__Task instructions__. Lay out the lines below as a numbered list, leaving out any blank lines.

[start of Extracted information]

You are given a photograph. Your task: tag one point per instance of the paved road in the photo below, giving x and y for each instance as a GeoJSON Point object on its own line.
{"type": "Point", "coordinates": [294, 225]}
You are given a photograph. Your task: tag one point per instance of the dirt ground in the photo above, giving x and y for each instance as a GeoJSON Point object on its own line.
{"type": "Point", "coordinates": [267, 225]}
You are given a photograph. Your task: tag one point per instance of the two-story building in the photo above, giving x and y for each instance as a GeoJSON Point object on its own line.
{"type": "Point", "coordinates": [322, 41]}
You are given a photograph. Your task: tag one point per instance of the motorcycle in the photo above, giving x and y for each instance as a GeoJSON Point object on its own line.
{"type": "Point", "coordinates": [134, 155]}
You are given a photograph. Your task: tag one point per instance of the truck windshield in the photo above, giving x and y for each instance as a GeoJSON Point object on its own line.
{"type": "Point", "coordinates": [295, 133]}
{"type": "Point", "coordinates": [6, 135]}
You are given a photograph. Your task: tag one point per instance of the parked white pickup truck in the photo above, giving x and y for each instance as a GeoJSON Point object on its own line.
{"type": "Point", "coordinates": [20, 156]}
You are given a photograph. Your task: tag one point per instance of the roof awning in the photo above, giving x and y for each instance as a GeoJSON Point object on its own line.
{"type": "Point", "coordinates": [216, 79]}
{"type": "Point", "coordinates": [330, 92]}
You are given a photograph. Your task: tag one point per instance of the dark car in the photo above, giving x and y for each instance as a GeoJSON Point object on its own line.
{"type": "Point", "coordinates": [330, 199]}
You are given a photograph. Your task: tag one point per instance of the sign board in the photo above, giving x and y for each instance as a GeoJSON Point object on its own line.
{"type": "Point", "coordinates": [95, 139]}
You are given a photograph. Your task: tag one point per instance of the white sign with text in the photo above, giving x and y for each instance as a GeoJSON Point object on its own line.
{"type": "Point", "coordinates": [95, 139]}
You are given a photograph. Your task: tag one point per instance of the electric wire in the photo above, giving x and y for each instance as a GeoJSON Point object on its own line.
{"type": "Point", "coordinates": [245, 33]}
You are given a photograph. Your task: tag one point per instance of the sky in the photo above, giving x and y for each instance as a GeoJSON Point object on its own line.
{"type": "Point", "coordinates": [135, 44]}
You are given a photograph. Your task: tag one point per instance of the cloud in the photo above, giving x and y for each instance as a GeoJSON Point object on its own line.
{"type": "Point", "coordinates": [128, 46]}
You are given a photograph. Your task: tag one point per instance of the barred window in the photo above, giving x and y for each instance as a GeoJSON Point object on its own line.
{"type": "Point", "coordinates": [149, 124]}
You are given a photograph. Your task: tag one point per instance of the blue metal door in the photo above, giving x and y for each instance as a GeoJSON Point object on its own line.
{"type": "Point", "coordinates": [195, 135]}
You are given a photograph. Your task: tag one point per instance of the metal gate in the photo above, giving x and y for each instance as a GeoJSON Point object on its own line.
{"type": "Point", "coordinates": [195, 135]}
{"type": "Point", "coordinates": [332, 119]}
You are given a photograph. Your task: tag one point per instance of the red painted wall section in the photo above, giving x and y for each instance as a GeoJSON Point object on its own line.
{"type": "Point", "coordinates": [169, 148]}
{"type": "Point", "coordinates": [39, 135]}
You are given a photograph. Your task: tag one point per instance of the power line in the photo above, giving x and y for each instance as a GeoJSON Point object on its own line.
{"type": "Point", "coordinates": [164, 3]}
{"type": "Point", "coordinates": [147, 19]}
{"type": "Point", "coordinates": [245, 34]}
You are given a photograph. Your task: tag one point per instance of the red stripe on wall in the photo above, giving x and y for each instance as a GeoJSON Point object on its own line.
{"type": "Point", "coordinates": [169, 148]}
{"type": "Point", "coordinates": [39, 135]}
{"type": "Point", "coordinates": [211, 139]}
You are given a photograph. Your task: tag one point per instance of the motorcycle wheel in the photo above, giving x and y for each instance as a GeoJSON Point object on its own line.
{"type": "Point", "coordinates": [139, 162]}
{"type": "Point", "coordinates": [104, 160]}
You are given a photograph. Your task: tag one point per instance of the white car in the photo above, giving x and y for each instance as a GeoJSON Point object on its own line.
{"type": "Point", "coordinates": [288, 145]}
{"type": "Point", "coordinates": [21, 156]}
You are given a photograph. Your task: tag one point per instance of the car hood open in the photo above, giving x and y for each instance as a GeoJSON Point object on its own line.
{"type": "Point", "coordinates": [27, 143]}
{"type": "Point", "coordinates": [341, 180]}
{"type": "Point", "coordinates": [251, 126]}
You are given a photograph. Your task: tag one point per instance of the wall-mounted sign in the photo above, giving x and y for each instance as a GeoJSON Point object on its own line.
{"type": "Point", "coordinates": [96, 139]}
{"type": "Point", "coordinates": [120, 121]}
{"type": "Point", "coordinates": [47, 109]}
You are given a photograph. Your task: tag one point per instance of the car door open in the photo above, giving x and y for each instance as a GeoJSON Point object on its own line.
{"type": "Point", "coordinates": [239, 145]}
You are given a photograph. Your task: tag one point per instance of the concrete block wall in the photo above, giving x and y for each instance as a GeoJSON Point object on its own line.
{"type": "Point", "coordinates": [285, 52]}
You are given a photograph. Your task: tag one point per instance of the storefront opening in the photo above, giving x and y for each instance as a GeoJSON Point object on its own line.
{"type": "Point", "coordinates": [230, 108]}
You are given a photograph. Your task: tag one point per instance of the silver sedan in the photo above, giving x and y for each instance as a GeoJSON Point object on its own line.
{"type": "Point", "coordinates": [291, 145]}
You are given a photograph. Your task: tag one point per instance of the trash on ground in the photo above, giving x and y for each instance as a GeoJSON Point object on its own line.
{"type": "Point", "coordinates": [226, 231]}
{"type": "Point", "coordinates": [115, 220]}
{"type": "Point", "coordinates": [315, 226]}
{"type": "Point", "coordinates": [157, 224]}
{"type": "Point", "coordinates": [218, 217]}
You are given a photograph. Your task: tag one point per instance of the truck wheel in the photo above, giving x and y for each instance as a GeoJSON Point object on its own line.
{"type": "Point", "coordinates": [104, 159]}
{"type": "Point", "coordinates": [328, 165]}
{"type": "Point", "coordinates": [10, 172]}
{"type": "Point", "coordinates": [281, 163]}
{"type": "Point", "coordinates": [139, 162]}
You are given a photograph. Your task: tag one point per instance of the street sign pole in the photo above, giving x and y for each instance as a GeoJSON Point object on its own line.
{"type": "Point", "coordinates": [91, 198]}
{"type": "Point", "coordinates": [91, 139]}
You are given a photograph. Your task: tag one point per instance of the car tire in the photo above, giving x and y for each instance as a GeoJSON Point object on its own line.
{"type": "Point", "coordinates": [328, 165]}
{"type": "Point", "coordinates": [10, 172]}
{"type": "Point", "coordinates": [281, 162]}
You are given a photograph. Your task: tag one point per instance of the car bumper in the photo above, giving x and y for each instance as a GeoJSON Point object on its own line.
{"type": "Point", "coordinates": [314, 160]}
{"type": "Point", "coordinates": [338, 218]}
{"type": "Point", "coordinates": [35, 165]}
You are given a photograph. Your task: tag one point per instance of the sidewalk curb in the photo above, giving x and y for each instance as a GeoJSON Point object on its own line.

[end of Extracted information]

__Problem solution__.
1. You are given a photograph. Your task: tag one point per instance of the paved road in the photo below, giving x and y for each instance as a GeoJSON Point object on its own line.
2. {"type": "Point", "coordinates": [294, 225]}
3. You are given a photograph. Your task: tag one point per instance of the dirt ground in the photo above, giving x and y for each instance as a GeoJSON Point object on its own line.
4. {"type": "Point", "coordinates": [267, 225]}
5. You are given a photograph. Your task: tag one point per instance of the two-story building in the photo above, giving x and y for each instance as a GeoJSON Point object on its own line.
6. {"type": "Point", "coordinates": [322, 41]}
7. You are given a photograph. Your task: tag one point per instance of the motorcycle in the photo above, giving x and y for each instance as a GeoJSON Point object on its own line.
8. {"type": "Point", "coordinates": [134, 155]}
9. You are given a photograph. Your task: tag one point per instance of the truck windshield in the photo above, giving x and y for each instance as a GeoJSON Point object on its own line.
10. {"type": "Point", "coordinates": [295, 133]}
11. {"type": "Point", "coordinates": [6, 135]}
12. You are given a photograph. Your task: tag one point per instance of the parked white pickup truck in the photo above, giving x and y for each instance as a GeoJSON Point object on its own line.
13. {"type": "Point", "coordinates": [20, 156]}
14. You are given a photograph. Your task: tag one point per instance of the roof awning in the photo above, giving x and y for each instance as a GeoJSON Point object on its own line.
15. {"type": "Point", "coordinates": [216, 79]}
16. {"type": "Point", "coordinates": [330, 92]}
17. You are given a photograph. Your task: tag one point per instance of the dark car in the photo above, giving x and y for each instance as a GeoJSON Point object on its own line.
18. {"type": "Point", "coordinates": [330, 199]}
19. You are given a photograph. Your task: tag one point per instance of the sign board in the photo above, giving x and y for each instance as a GeoJSON Point object on its own line.
20. {"type": "Point", "coordinates": [95, 139]}
21. You are given a photograph. Your task: tag one point per instance of the white sign with text in the photo above, giving x and y for each instance as a GeoJSON Point object on its own line.
22. {"type": "Point", "coordinates": [95, 139]}
23. You are given a photograph. Your task: tag one point per instance of the electric wire in the photo above, giving x and y for each instance as a GeoJSON Point object on its own line.
24. {"type": "Point", "coordinates": [245, 33]}
25. You are given a photograph. Your task: tag one point per instance of the sky in the photo above, giving x and y for each instance as a GeoJSON Point object on its own line.
26. {"type": "Point", "coordinates": [135, 44]}
27. You are given a photograph. Your task: tag one point per instance of the cloud in the photo above, giving x and y for each instance as a GeoJSON Point object on its own line.
28. {"type": "Point", "coordinates": [128, 46]}
29. You are given a photograph. Your task: tag one point per instance of the barred window in the photo above, giving x and y for each instance as a GeoJSON Point object on its own line.
30. {"type": "Point", "coordinates": [149, 124]}
31. You are given a photograph. Your task: tag one point per instance of the blue metal door in the photo above, giving x and y for each instance as a GeoJSON Point object on its own line.
32. {"type": "Point", "coordinates": [195, 135]}
33. You are given a photograph. Your task: tag one point per instance of the metal gate in the photo above, giving x and y for each instance as a GeoJSON Point object on its own line.
34. {"type": "Point", "coordinates": [195, 135]}
35. {"type": "Point", "coordinates": [332, 119]}
36. You are given a photograph. Your task: tag one point per instance of the red painted wall section in the photo above, giving x and y for each instance as a GeoJSON Point object on its own line.
37. {"type": "Point", "coordinates": [169, 148]}
38. {"type": "Point", "coordinates": [39, 135]}
39. You are given a photograph. Your task: tag one point per instance of the power line in the photo above, giving x and y for each instance as a GeoJSON Point object on its own line.
40. {"type": "Point", "coordinates": [164, 3]}
41. {"type": "Point", "coordinates": [147, 19]}
42. {"type": "Point", "coordinates": [245, 34]}
43. You are given a photograph. Your task: tag one point per instance of the red stripe on wall in the photo above, giving x and y for each instance as a GeoJSON Point object on its own line.
44. {"type": "Point", "coordinates": [169, 148]}
45. {"type": "Point", "coordinates": [39, 135]}
46. {"type": "Point", "coordinates": [211, 139]}
47. You are given a photograph. Your task: tag one point per instance of the motorcycle wheel in the photo above, giving x and y for each instance as a GeoJSON Point object on its own line.
48. {"type": "Point", "coordinates": [139, 162]}
49. {"type": "Point", "coordinates": [104, 160]}
50. You are given a photograph. Your task: tag one point per instance of the white car in the photo above, giving x and y for each instance as a GeoJSON Point object on its own line.
51. {"type": "Point", "coordinates": [288, 145]}
52. {"type": "Point", "coordinates": [21, 156]}
53. You are given a photograph. Your task: tag one point per instance of the car hood open in the photo above, giving x and y for each instance as a GeoJSON Point object on its own line.
54. {"type": "Point", "coordinates": [27, 143]}
55. {"type": "Point", "coordinates": [341, 180]}
56. {"type": "Point", "coordinates": [251, 126]}
57. You are given a photograph. Your task: tag one point per instance of the wall-mounted sign in the photo above, giving x and y for each instance as a GeoJSON Point object on its own line.
58. {"type": "Point", "coordinates": [96, 139]}
59. {"type": "Point", "coordinates": [120, 121]}
60. {"type": "Point", "coordinates": [47, 109]}
61. You are given a photograph. Your task: tag one point per instance of the car door open in the photo above, giving x and y for each instance as a GeoJSON Point object on its own line.
62. {"type": "Point", "coordinates": [239, 145]}
63. You are given a photograph. Your task: tag one point per instance of the concrete block wall in the photo above, giving x and y for each instance as a GeoJSON Point object on its own line.
64. {"type": "Point", "coordinates": [285, 52]}
65. You are given a photograph. Your task: tag one point per instance of the storefront opening in the photo above, giving x and y for each instance as a GeoJSON Point object on its own line.
66. {"type": "Point", "coordinates": [230, 108]}
67. You are given a photograph. Your task: tag one point per instance of the silver sedan in the photo above, giving x and y for each instance as a GeoJSON Point object on its own line.
68. {"type": "Point", "coordinates": [291, 145]}
69. You are given a photograph. Your task: tag one point per instance of the trash on ground in the photo above, giving x and y for each instance as a GeoJSON Point object on its own line.
70. {"type": "Point", "coordinates": [226, 231]}
71. {"type": "Point", "coordinates": [115, 220]}
72. {"type": "Point", "coordinates": [315, 226]}
73. {"type": "Point", "coordinates": [157, 224]}
74. {"type": "Point", "coordinates": [218, 217]}
75. You are given a photograph. Your task: tag one point per instance of the truck wheel in the photo above, giving x and y for each instance as a GeoJSON Point object on its own line.
76. {"type": "Point", "coordinates": [104, 159]}
77. {"type": "Point", "coordinates": [328, 165]}
78. {"type": "Point", "coordinates": [10, 172]}
79. {"type": "Point", "coordinates": [281, 163]}
80. {"type": "Point", "coordinates": [139, 162]}
81. You are given a photograph. Your task: tag one point per instance of the street sign pole in the photo above, giving x and y for each instance as a GeoJSON Point object on its own line.
82. {"type": "Point", "coordinates": [91, 198]}
83. {"type": "Point", "coordinates": [91, 139]}
84. You are given a photograph. Your task: tag one point per instance of the car tire in the photo above, giving x and y for each instance as a GeoJSON Point object on its own line.
85. {"type": "Point", "coordinates": [328, 165]}
86. {"type": "Point", "coordinates": [10, 172]}
87. {"type": "Point", "coordinates": [281, 162]}
88. You are given a photograph. Your task: tag one point per instance of the car bumper in the photo above, giving x and y for each instance as a GeoJSON Point object on its own line.
89. {"type": "Point", "coordinates": [314, 160]}
90. {"type": "Point", "coordinates": [338, 218]}
91. {"type": "Point", "coordinates": [35, 165]}
92. You are given a photograph. Your task: tag one point per instance of the sidewalk curb in the photo above, giving x and y for each instance as a GeoJSON Point object on its own line.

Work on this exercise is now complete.